## GOAL OF THE EXERCISE
Reproduce word for word the passage of the source extract below that runs from "Monday, January 29, 2018" up to and including "essential human freedoms.".

## SOURCE EXTRACT
And the good doctor. Who did these acts over decades, survived multiple investigations, listened to the victims’ statements, had already been convicted of and sentenced for child pornography charges and STILL wrote to the judge, “Hell hath no fury like of a woman scorned.” Nearly unbelievable. And the judge herself. Was her behavior too much to be impartial?
What about the journalist who pursued the case, seeking justice? What about the current Department of Education, which will be reviewing the way MSU handled this. What about the dominance and protection of sports in a collegiate setting. Too many What Abouts…
Yes, it is surely hard to know where to begin.
Monday, January 29, 2018
Excerpt from the State of the Union address, Jan. 6, 1941, President Franklin Delano Roosevelt:
"In the future days, which we seek to make secure, we look forward to a world founded upon four essential human freedoms.
The first is freedom of speech and expression—everywhere in the world.
The second is freedom of every person to worship God in his own way—everywhere in the world.
The third is freedom from want—which, translated into world terms, means economic understandings which will secure to every nation a healthy peacetime life for its inhabitants-everywhere in the world.
The fourth is freedom from fear—which, translated into world terms, means a world-wide reduction of armaments to such a point and in such a thorough fashion that no nation will be in a position to commit an act of physical aggression against any neighbor—anywhere in the world.
That is no vision of a distant millennium. It is a definite basis for a kind of world attainable in our own time and generation. That kind of world is the very antithesis of the so-called new order of tyranny which the dictators seek to create with the crash of a bomb.
To that new order we oppose the greater conception—the moral order. A good society is able to face schemes of world domination and foreign revolutions alike without fear."
Sunday, January 28, 2018
On January 11, 2018, New Orleans City Counsel passed a resolution that required the city to screen investments to assure that those investments in corporations that profited from human rights abuses were not part of the city's investment portfolio. New Orleans led the nation in passing this resolution. Promoters of the resolution noted the impact that de-investment had on ending apartheid.
Amnesty International USA called the resolution "a positive step for the city in guaranteeing that public funds are not used to support or facilitate the suffering of others through violations of not only the city's values, but also of international human rights and humanitarian law.
Yet, the day after passage, the Mayor announced that he would not abide by the terms of the resolution. Despite the fact that resolution developed over one year, the Mayor claimed that the resolution was not sufficiently considered. And some council members voiced concerns that implementation of the resolution would be used to single out Israel. Despite the length of time it took for this resolution to pass, apparently the opposition developed not because of concern over the principles but concern over the Solidarity Committee's sponsorship.
What was absent from the process was a conversation around implementation, which was to happen by committee. Implementation of any human rights act can be complicated, but the hasty withdrawal of the resolution left no room for discussion on which companies would be affected and how investment and de-investment decisions would be made. Decisions made out of fair undermine human rights endeavors.
Two unknowns overshadow the situation: whether there is any room to reach an understanding that would address the all concerns, given the political charge of the situation. Also, will the reversal of this resolution, and the resulting distrust, cause undue scrutiny of future, unrelated human rights resolutions.

(Dataset entries)
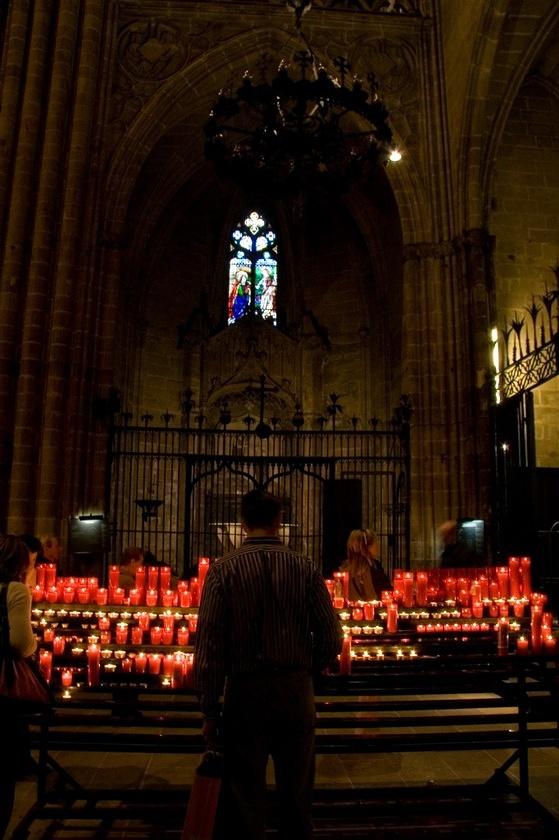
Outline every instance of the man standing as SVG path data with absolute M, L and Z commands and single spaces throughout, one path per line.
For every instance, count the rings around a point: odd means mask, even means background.
M 280 836 L 299 840 L 312 835 L 312 672 L 339 653 L 341 627 L 319 569 L 278 537 L 279 499 L 247 493 L 241 520 L 245 542 L 206 576 L 194 659 L 209 746 L 224 694 L 220 836 L 264 838 L 271 756 Z

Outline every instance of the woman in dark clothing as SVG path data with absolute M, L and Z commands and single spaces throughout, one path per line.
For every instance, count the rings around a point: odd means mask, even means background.
M 29 552 L 17 537 L 0 535 L 0 596 L 5 598 L 10 628 L 9 644 L 22 656 L 31 656 L 36 640 L 31 626 L 31 592 L 27 585 Z M 1 632 L 1 630 L 0 630 Z M 4 641 L 4 640 L 3 640 Z M 0 701 L 1 703 L 1 701 Z M 4 837 L 14 807 L 21 731 L 10 705 L 0 705 L 0 838 Z

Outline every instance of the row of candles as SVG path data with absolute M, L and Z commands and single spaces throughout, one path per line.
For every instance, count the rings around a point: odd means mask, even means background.
M 170 566 L 140 566 L 136 570 L 134 586 L 126 590 L 119 586 L 119 566 L 109 567 L 108 587 L 102 587 L 99 586 L 99 578 L 57 577 L 54 563 L 41 563 L 37 566 L 32 596 L 35 603 L 197 607 L 209 565 L 208 557 L 200 557 L 198 576 L 178 581 L 176 588 L 171 585 Z
M 103 659 L 111 661 L 102 662 Z M 116 660 L 116 661 L 114 661 Z M 101 648 L 96 643 L 91 643 L 86 650 L 86 673 L 87 684 L 90 687 L 97 686 L 101 682 L 102 670 L 107 675 L 115 672 L 152 674 L 163 677 L 162 684 L 171 688 L 183 688 L 192 684 L 192 671 L 194 667 L 194 655 L 175 651 L 175 653 L 138 653 L 128 654 L 125 650 L 111 651 Z M 39 651 L 39 667 L 45 680 L 50 683 L 53 679 L 53 653 L 50 650 Z M 74 682 L 76 672 L 81 673 L 83 668 L 59 667 L 54 669 L 59 675 L 60 684 L 69 688 Z
M 191 635 L 196 633 L 198 624 L 196 614 L 183 616 L 182 614 L 165 612 L 159 616 L 161 624 L 152 624 L 152 619 L 157 618 L 157 616 L 147 612 L 137 613 L 135 618 L 137 624 L 130 625 L 128 621 L 121 620 L 113 627 L 108 615 L 98 613 L 98 636 L 95 636 L 94 640 L 100 641 L 104 645 L 112 643 L 117 645 L 142 645 L 149 639 L 151 645 L 176 644 L 185 647 L 188 645 Z M 181 620 L 187 623 L 177 626 L 177 622 Z M 48 626 L 46 619 L 41 619 L 39 624 L 43 627 L 43 642 L 51 643 L 53 653 L 57 656 L 64 655 L 68 642 L 67 637 L 57 635 L 55 628 Z
M 529 599 L 531 563 L 530 557 L 509 557 L 507 566 L 462 569 L 455 574 L 444 569 L 411 572 L 397 569 L 393 589 L 383 593 L 383 600 L 411 608 L 437 600 L 455 600 L 468 606 L 496 599 Z M 349 572 L 334 572 L 326 585 L 337 609 L 349 603 Z

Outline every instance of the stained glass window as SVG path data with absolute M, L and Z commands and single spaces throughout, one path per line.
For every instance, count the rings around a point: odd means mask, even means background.
M 231 235 L 227 323 L 256 315 L 277 323 L 276 234 L 253 210 Z

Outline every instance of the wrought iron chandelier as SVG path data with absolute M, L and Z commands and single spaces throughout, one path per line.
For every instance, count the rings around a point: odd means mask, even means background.
M 307 46 L 294 56 L 297 73 L 282 61 L 271 81 L 255 84 L 247 72 L 236 91 L 220 91 L 204 125 L 205 154 L 220 177 L 247 189 L 343 193 L 372 166 L 399 159 L 388 110 L 374 74 L 355 78 L 341 56 L 337 76 L 318 64 L 301 32 L 310 2 L 289 5 Z

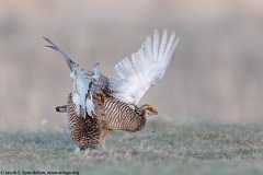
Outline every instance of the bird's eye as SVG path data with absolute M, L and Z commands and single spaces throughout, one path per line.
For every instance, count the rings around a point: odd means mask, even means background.
M 149 105 L 148 107 L 149 107 L 150 110 L 155 110 L 153 106 Z

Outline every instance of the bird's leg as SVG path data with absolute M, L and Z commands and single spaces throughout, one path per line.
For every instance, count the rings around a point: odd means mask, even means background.
M 108 135 L 111 130 L 107 128 L 103 128 L 101 131 L 101 137 L 100 137 L 100 145 L 102 147 L 103 150 L 106 150 L 105 148 L 105 138 Z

## RESULT
Monday, January 29, 2018
Excerpt from the State of the Union address, Jan. 6, 1941, President Franklin Delano Roosevelt:
"In the future days, which we seek to make secure, we look forward to a world founded upon four essential human freedoms.